Entries from a data source:
====
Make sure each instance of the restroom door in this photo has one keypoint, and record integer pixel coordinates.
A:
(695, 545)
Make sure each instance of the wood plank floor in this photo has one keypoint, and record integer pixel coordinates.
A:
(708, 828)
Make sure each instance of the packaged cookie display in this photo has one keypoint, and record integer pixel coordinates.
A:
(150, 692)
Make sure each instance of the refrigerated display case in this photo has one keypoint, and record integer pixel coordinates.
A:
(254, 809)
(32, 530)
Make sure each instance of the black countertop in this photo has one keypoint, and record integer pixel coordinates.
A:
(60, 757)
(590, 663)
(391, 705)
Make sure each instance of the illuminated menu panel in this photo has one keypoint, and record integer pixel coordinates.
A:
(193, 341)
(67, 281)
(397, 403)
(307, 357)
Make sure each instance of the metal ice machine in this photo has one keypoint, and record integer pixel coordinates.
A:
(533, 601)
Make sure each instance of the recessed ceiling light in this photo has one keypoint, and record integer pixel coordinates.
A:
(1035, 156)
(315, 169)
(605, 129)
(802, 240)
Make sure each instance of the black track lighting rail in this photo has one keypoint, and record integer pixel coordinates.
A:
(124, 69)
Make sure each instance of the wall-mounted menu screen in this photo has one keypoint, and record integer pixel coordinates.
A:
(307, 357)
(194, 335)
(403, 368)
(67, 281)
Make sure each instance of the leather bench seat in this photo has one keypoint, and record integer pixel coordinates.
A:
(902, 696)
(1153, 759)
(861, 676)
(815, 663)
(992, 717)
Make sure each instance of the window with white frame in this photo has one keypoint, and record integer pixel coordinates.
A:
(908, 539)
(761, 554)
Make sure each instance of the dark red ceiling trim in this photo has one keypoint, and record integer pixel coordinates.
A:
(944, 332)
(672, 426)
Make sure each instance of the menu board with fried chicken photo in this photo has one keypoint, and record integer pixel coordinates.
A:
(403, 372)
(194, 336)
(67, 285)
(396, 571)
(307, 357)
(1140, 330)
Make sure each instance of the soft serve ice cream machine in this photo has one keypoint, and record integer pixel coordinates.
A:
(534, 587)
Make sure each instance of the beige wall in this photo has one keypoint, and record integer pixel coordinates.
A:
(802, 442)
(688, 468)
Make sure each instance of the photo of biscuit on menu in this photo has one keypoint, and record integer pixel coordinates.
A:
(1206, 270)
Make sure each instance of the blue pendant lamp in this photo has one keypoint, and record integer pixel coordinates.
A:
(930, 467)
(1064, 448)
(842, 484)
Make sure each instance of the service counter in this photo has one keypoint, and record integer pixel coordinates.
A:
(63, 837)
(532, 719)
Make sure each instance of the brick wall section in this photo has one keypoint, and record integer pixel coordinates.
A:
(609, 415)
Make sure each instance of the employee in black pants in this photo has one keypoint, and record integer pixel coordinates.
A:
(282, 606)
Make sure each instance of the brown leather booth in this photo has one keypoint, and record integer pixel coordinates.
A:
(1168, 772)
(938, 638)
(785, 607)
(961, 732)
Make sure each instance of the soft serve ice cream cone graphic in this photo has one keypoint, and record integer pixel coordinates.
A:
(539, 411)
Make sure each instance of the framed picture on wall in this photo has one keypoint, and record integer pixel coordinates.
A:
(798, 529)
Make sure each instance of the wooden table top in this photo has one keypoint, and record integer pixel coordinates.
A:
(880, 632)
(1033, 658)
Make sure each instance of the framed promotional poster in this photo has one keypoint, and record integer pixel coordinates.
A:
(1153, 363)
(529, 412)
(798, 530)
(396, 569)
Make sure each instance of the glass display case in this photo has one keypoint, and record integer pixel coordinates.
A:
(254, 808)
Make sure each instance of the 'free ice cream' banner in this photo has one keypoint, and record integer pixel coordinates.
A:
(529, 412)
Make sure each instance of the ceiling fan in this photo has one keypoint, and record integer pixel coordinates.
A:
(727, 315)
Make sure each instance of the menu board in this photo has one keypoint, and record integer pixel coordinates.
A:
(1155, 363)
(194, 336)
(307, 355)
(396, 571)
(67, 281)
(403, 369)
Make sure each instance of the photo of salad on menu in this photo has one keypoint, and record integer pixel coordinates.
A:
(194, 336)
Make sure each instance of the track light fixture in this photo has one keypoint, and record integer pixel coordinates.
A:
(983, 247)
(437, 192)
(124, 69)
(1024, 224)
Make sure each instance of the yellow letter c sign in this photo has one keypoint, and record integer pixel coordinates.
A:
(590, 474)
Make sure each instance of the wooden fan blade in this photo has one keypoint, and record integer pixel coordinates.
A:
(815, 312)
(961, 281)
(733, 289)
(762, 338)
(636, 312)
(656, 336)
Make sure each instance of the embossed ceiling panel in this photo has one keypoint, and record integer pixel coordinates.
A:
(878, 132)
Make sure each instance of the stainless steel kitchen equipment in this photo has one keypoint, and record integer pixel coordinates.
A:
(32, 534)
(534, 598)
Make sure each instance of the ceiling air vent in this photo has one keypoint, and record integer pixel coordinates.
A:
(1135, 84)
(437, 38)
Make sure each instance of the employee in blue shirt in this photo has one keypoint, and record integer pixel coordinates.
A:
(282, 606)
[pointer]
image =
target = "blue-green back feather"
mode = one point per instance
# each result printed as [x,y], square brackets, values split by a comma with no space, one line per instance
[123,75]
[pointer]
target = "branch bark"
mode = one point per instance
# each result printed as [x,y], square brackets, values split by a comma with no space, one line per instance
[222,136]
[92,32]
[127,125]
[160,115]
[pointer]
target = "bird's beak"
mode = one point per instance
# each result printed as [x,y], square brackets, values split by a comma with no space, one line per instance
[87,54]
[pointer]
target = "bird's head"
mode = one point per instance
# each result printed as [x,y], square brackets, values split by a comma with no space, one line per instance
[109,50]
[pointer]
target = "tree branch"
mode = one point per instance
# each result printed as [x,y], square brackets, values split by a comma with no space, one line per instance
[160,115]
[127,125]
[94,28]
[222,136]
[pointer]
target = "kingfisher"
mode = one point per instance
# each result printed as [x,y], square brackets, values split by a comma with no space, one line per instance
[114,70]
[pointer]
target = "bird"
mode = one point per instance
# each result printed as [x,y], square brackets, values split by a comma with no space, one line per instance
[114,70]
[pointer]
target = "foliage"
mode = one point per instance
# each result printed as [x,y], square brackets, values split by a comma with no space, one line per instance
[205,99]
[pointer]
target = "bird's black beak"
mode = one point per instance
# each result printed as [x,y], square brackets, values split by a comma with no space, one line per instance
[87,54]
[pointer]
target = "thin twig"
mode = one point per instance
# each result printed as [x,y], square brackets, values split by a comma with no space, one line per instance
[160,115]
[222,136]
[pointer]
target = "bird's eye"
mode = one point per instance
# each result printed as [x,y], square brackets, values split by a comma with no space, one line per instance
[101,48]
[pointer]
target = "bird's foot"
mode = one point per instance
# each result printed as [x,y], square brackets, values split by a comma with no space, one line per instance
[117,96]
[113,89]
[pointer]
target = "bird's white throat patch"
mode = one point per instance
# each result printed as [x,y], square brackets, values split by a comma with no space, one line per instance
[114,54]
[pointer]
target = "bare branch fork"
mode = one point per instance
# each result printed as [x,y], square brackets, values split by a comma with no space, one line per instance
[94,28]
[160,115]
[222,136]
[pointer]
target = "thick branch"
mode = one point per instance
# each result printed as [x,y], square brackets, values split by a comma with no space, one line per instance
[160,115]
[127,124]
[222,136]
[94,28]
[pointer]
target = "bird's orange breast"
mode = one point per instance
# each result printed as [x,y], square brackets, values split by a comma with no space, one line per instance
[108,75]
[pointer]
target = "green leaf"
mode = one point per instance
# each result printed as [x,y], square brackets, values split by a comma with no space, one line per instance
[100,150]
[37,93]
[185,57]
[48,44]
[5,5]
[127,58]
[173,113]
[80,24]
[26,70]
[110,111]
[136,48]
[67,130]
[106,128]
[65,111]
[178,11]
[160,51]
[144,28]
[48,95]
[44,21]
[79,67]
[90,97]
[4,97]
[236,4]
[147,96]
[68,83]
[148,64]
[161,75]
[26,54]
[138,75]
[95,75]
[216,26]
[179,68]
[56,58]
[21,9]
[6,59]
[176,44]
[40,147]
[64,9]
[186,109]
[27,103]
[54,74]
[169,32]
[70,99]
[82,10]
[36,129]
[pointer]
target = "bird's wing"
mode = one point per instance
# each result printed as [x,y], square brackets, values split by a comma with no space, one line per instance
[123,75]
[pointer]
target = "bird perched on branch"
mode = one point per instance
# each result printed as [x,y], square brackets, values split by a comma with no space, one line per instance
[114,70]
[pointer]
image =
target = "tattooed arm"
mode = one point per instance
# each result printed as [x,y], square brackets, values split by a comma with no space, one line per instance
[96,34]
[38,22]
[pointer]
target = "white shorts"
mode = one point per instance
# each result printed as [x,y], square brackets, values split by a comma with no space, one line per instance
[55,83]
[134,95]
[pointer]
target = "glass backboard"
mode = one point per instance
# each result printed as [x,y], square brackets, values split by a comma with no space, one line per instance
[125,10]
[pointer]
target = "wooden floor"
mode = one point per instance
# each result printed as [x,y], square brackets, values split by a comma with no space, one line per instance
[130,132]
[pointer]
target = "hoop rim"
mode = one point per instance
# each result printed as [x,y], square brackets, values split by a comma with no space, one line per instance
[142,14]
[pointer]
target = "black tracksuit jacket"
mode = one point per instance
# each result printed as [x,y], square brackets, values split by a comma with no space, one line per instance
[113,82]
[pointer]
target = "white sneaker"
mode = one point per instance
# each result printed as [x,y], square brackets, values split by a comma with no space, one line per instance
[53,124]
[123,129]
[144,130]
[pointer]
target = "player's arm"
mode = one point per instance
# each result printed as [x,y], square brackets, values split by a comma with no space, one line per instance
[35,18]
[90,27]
====
*PROMPT:* Locate every line in the entries above that contains the word "leather", and copy each of those lines.

*TASK RESULT:*
Make sure each instance of the leather bench seat in this photo has one keypoint, and record integer pixel coordinates.
Make sure each instance of the brown leather booth in this photo has one keypoint, and record integer pixel coordinates.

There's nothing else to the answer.